[Saved entries]
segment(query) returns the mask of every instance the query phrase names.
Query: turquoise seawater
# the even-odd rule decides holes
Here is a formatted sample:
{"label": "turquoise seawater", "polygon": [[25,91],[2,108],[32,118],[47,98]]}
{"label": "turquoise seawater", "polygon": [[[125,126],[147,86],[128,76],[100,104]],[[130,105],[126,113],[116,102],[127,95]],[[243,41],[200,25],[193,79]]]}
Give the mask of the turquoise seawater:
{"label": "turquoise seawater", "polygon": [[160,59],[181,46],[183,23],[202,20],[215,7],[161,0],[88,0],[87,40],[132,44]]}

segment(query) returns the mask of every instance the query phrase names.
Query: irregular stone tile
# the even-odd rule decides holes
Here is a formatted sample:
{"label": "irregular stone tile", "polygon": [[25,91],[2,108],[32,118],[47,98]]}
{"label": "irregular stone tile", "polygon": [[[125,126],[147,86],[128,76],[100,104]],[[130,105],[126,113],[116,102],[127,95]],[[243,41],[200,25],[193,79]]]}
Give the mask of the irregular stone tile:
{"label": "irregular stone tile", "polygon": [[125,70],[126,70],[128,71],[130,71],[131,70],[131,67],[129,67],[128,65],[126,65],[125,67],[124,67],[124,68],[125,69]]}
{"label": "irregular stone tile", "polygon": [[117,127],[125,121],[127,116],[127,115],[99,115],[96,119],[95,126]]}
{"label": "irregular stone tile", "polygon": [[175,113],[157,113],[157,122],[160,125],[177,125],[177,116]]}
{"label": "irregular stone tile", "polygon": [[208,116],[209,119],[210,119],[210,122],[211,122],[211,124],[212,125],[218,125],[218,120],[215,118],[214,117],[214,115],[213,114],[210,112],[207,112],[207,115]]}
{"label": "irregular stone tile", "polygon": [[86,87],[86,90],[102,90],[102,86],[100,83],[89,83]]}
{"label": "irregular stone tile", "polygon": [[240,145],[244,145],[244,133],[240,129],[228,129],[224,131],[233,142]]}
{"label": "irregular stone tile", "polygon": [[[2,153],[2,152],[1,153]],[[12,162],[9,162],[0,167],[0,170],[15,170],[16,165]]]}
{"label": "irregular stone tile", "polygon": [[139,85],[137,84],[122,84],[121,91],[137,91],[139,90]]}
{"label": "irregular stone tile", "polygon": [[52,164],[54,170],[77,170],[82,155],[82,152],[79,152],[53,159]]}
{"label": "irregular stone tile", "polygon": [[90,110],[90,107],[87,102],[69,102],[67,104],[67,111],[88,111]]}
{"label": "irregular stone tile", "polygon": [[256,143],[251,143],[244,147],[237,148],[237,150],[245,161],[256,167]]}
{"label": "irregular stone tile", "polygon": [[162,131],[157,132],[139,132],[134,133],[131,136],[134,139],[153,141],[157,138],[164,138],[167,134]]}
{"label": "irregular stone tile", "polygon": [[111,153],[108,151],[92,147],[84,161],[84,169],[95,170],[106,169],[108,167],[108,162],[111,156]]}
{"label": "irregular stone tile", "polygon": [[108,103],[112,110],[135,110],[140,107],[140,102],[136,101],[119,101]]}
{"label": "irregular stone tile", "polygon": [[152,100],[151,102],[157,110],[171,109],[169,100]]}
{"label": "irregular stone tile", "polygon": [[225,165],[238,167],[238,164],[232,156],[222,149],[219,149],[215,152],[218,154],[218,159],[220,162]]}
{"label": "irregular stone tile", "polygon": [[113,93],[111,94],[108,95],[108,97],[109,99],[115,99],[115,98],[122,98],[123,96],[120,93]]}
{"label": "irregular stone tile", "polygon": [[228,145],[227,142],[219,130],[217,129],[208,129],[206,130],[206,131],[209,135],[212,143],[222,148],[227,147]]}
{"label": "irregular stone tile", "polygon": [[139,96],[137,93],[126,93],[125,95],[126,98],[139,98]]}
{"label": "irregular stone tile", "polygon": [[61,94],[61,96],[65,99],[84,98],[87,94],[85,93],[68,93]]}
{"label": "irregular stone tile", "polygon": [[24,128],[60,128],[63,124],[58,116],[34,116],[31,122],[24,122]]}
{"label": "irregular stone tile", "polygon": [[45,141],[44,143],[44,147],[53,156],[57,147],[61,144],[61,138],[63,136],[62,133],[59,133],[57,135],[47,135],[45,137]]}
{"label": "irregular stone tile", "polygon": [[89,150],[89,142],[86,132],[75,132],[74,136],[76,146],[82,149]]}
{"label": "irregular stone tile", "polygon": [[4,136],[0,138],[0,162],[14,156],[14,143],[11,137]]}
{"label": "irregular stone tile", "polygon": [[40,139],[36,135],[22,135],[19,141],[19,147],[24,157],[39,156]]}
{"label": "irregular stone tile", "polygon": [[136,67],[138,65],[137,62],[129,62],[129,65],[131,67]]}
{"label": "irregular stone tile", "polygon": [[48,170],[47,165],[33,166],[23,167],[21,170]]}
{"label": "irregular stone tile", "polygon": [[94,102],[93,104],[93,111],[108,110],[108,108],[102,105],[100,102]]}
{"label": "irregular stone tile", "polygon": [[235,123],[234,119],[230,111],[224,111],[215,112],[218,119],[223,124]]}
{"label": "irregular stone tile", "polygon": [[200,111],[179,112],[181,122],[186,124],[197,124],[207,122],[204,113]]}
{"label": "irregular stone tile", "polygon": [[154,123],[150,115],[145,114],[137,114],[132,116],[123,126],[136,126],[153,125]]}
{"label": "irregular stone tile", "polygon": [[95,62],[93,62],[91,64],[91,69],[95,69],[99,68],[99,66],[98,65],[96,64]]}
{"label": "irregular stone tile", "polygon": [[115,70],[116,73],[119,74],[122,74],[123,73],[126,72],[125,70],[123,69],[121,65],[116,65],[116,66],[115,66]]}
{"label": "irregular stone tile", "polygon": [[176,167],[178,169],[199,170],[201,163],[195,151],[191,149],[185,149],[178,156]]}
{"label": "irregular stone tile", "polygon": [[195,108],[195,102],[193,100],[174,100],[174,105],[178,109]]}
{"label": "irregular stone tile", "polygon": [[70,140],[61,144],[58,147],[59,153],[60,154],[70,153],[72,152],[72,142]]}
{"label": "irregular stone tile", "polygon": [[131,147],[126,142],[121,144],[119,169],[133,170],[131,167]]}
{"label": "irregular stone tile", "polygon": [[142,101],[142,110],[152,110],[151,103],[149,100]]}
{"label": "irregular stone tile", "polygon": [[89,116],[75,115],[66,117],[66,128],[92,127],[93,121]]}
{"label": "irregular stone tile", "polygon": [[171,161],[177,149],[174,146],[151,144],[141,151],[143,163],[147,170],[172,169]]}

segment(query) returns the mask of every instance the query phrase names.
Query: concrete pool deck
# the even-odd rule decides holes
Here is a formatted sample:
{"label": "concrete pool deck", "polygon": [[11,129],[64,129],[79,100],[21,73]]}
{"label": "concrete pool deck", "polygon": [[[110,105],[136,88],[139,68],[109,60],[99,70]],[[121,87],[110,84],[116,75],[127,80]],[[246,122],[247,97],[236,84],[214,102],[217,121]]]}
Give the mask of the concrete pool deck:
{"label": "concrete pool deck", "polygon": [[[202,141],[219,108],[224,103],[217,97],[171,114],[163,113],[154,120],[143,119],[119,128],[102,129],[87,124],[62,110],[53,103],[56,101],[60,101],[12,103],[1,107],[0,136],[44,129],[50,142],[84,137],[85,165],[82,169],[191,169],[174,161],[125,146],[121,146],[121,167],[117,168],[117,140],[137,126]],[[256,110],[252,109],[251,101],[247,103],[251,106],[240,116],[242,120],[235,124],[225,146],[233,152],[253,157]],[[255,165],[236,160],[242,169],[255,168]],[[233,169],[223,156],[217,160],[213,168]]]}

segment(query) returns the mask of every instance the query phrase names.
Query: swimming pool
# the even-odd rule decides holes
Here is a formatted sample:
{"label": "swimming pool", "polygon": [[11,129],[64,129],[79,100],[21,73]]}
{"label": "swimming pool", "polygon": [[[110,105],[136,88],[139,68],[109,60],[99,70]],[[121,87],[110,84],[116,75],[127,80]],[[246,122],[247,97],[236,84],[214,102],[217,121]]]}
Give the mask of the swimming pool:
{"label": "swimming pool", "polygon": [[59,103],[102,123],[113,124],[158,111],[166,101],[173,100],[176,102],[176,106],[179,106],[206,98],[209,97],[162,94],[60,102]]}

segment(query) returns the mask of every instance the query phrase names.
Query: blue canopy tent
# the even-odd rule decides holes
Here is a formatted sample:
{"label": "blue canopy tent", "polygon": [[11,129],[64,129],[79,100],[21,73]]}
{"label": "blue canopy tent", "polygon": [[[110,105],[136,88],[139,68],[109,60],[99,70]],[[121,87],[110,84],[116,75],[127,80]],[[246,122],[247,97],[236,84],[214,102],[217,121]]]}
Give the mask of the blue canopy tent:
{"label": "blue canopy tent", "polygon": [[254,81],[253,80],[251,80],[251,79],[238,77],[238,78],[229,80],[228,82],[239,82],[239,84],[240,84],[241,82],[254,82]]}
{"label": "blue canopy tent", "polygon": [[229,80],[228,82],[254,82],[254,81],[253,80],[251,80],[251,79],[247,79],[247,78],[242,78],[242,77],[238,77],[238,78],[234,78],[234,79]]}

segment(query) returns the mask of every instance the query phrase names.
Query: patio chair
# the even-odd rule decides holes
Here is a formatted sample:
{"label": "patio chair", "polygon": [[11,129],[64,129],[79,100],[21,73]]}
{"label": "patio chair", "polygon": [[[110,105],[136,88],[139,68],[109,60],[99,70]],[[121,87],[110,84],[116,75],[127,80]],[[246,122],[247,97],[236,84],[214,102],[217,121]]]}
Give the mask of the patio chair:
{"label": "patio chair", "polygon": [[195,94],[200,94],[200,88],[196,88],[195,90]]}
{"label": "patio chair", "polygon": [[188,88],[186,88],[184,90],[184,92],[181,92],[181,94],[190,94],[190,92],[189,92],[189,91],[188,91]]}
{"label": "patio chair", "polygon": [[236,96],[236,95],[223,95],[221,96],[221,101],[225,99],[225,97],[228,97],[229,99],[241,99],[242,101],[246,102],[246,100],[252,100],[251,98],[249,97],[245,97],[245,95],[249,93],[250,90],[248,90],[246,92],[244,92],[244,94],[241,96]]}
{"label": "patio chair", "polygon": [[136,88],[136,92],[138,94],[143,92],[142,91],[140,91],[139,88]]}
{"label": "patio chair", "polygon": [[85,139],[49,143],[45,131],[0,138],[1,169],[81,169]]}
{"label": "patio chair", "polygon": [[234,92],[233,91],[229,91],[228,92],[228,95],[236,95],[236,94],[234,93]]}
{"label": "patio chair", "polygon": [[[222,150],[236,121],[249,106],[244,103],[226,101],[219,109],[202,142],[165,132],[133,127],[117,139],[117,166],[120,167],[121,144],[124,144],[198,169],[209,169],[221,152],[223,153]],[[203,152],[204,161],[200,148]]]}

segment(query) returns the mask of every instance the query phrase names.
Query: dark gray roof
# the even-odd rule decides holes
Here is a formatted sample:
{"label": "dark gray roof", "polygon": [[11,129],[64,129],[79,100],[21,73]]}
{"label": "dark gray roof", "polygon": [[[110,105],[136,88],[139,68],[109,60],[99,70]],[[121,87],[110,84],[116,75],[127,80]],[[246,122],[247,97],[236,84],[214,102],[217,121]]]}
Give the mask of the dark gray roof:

Exercise goal:
Gather every line from the items above that contains the word "blue", and list them as they appear.

Completed task:
Query: blue canopy tent
{"label": "blue canopy tent", "polygon": [[11,129],[64,129],[79,100],[21,73]]}
{"label": "blue canopy tent", "polygon": [[[110,105],[136,88],[139,68],[109,60],[99,70]],[[121,87],[110,84],[116,75],[127,80]],[[246,122],[247,97],[236,84],[214,102],[217,121]]]}
Give the mask of the blue canopy tent:
{"label": "blue canopy tent", "polygon": [[254,81],[253,80],[251,80],[251,79],[238,77],[238,78],[229,80],[228,82],[239,82],[239,84],[240,84],[241,82],[254,82]]}
{"label": "blue canopy tent", "polygon": [[229,80],[228,82],[254,82],[254,81],[253,80],[251,80],[251,79],[247,79],[247,78],[242,78],[242,77],[238,77],[238,78],[234,78],[234,79]]}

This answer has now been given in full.